• **Assignment**
Copy every record below, exactly as written.

Data excerpts Block Start

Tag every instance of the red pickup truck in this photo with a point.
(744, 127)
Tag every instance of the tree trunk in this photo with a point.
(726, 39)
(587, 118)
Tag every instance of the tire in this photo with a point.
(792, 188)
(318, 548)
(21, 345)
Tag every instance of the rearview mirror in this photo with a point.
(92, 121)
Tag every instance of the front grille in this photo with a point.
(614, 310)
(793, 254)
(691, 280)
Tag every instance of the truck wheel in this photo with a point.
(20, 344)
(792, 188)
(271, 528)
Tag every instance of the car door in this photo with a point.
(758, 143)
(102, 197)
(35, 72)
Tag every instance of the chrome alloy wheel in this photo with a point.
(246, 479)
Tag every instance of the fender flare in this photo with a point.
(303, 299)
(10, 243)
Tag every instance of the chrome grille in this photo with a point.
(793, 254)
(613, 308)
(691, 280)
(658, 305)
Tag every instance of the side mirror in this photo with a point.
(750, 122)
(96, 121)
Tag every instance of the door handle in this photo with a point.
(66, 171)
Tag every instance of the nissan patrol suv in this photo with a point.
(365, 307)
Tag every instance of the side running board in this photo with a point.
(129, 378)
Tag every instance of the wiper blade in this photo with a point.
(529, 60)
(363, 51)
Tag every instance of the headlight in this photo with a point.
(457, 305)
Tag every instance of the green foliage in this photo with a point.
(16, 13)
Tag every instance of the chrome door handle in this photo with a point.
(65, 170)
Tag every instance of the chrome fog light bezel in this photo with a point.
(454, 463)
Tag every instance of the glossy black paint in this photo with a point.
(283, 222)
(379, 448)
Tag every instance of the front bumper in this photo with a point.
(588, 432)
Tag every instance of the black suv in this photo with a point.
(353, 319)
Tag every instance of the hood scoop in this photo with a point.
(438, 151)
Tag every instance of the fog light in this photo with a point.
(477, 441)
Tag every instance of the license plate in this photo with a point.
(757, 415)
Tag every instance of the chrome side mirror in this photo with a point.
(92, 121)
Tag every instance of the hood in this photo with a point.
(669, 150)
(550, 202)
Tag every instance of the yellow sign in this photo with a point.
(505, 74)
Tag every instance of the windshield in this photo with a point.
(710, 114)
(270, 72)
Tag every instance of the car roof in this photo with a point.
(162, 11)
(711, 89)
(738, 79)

Data excerpts Block End

• **Answer to the exercise**
Tag every instance of the red pickup truck in this photo with a point.
(744, 127)
Tag every instance of the tree trunk in this photo with a point.
(726, 39)
(587, 118)
Tag every instance of the tire in this photo with a point.
(792, 188)
(318, 548)
(21, 345)
Tag every instance of the rearview mirror in this photo with a point.
(92, 121)
Tag every instance of the front grille in this photo with a point.
(614, 310)
(793, 254)
(691, 280)
Tag every instance of the truck wheel in this photo with a point.
(20, 344)
(792, 188)
(271, 528)
Tag every instance of the car door in this photo with a point.
(758, 143)
(102, 197)
(35, 72)
Tag every instance of the chrome alloy wheel in this photo with a point.
(246, 479)
Tag every instance of the fender flare in this photo with a point.
(303, 299)
(10, 243)
Tag every instance of the chrome grille in this photo with a point.
(793, 254)
(613, 308)
(691, 280)
(658, 305)
Tag every instance of the side mirror in this photo with a point.
(750, 122)
(96, 121)
Tag every instance of the door handle in this photo with a point.
(66, 171)
Tag every instance of the nissan patrol suv in this photo with a point.
(365, 307)
Tag every instance of the side running board in this photo with a point.
(129, 378)
Tag every instance of the wiper blade in this photo with a point.
(529, 60)
(363, 51)
Tag every instance of the headlight in this photo with a point.
(457, 305)
Tag every instance of the green foliage in this photo with a point.
(16, 13)
Tag every instance of the chrome door handle in this photo with a point.
(65, 170)
Tag every instance of the chrome fog light bezel in this photo with a point.
(454, 463)
Tag every instance of the glossy black paint in this photo with a point.
(283, 222)
(379, 448)
Tag every instance of the front bumper in this photo with a point.
(588, 432)
Tag every instance of the black suv in this photo with a point.
(353, 319)
Tag every instance of the hood scoop in this photo with a point.
(438, 151)
Tag every instance of the fog light in this photo with a point.
(477, 441)
Tag every instance of the license plate in this photo with a point.
(757, 415)
Tag every instance of the chrome side mirror in this photo with a point.
(92, 121)
Tag every instance of the hood in this photo with a point.
(669, 150)
(550, 202)
Tag every instance of the yellow sign in this photo with a point.
(505, 74)
Tag every instance of the windshield in this photo with a point.
(710, 114)
(270, 72)
Tag every instance of the car roof in this photo with a point.
(162, 11)
(711, 89)
(738, 79)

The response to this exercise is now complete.